Cathy Song

B. 1955
Image of Cathy Song
Sam Davenport

Poet Cathy Song was born and raised in Hawaii. Her work draws on her rich Korean-Chinese ancestry as well as her experiences as an American and a woman. In poems that have been compared by critics to the muted tints of watercolor paintings, Song has consistently created a world rich with narrative and imagery. Her first volume of poems, Picture Bride, won the 1982 Yale Series of Younger Poets Award and was also nominated for that year’s National Book Critics Circle Award. Her other collections include Cloud Moving Hands (2007), The Land of Bliss (2001), School Figures (1994), and Frameless Windows, Squares of Light (1988). In 1994, she received the Shelley Memorial Award from the Poetry Society of America. She is also the author of the short story collection All the Love in the World (2020).

Song’s father was a pilot and the family traveled extensively during her youth. In interviews, Song has credited her early interest in writing to her family’s travels: “Our family travels started my writing. I guess I was around nine years old when I decided I wanted to be the family chronicler.” Her interest and talent were encouraged by her high school teacher, the Hart Crane biographer John Unterecker. Song attended Wellesley College and earned an MFA from Boston University. She met her husband, a medical student at Tufts University, while in Boston. The couple moved to Denver, Colorado, in 1984 while he completed his residency at Denver General Hospital, and there Song wrote Frameless Windows, Squares of Light (1988). In 1987 they returned to Honolulu.

» REQUIRED WORK:
A – In the Cathy Song profile, which award did Picture Bride win in 1982?
B – Set down the part of the Cathy Song profile starting with "Poet Cathy Song" and going on through "the World (2020).".
C – Condense the paragraph of the Cathy Song profile that opens with "Song’s father was a pilot" into a shorter version that keeps its main facts.
The stored records have no connection to the Cathy Song profile.

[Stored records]
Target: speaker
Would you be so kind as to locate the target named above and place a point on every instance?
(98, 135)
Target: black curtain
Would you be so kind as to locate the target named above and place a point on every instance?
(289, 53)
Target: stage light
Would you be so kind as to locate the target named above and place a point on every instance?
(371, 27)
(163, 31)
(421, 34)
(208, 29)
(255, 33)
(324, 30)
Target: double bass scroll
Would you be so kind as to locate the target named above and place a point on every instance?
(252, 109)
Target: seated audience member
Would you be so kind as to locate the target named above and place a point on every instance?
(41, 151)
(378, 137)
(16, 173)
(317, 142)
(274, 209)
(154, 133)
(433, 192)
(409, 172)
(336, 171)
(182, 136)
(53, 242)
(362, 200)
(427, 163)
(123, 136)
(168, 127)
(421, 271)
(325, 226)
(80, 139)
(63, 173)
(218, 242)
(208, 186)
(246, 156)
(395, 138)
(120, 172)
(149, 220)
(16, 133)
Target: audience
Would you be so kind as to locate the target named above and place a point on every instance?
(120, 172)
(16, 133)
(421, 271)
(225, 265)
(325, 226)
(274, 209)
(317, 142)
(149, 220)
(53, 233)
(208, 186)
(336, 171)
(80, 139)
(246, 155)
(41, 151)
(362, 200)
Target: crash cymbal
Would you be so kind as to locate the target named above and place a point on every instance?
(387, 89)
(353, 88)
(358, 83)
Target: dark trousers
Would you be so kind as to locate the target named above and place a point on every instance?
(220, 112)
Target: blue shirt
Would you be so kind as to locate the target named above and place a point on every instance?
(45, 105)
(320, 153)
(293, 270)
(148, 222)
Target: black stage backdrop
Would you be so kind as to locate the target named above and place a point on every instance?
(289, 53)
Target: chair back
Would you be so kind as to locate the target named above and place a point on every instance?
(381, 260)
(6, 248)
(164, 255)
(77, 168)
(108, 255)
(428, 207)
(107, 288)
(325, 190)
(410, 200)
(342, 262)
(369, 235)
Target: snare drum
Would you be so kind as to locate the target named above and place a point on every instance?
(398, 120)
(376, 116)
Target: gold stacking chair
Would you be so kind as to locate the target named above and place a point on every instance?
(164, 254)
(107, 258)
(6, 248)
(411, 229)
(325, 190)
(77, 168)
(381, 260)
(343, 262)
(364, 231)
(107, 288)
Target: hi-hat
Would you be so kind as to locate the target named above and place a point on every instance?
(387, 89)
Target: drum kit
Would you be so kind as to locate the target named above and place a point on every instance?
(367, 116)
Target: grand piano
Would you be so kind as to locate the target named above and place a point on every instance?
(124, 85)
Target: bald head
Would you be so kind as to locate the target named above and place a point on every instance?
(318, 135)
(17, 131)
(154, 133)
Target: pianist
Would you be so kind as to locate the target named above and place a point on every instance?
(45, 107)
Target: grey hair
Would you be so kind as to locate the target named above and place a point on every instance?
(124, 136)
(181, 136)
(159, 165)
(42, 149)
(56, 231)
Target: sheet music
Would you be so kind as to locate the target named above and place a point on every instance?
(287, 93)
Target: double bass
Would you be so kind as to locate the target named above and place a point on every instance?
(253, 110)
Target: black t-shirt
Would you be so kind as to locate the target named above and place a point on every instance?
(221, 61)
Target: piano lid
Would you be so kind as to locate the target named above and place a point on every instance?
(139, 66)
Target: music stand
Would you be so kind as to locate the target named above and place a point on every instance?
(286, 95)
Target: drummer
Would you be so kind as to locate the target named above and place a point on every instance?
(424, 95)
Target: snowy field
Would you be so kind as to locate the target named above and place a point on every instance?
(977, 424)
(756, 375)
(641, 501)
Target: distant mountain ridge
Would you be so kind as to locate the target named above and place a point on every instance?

» WRITTEN RESPONSES:
A – The Yale Series of Younger Poets Award.

B –
Poet Cathy Song was born and raised in Hawaii. Her work draws on her rich Korean-Chinese ancestry as well as her experiences as an American and a woman. In poems that have been compared by critics to the muted tints of watercolor paintings, Song has consistently created a world rich with narrative and imagery. Her first volume of poems, Picture Bride, won the 1982 Yale Series of Younger Poets Award and was also nominated for that year’s National Book Critics Circle Award. Her other collections include Cloud Moving Hands (2007), The Land of Bliss (2001), School Figures (1994), and Frameless Windows, Squares of Light (1988). In 1994, she received the Shelley Memorial Award from the Poetry Society of America. She is also the author of the short story collection All the Love in the World (2020).

C – Song's father was a pilot, and the family's frequent travels led her, at about nine, to become the "family chronicler." Her high school teacher, Hart Crane biographer John Unterecker, encouraged her. She attended Wellesley College and earned an MFA from Boston University. In Boston she met her husband, a Tufts medical student. In 1984 they moved to Denver for his residency at Denver General Hospital, where she wrote Frameless Windows, Squares of Light (1988). In 1987 they returned to Honolulu.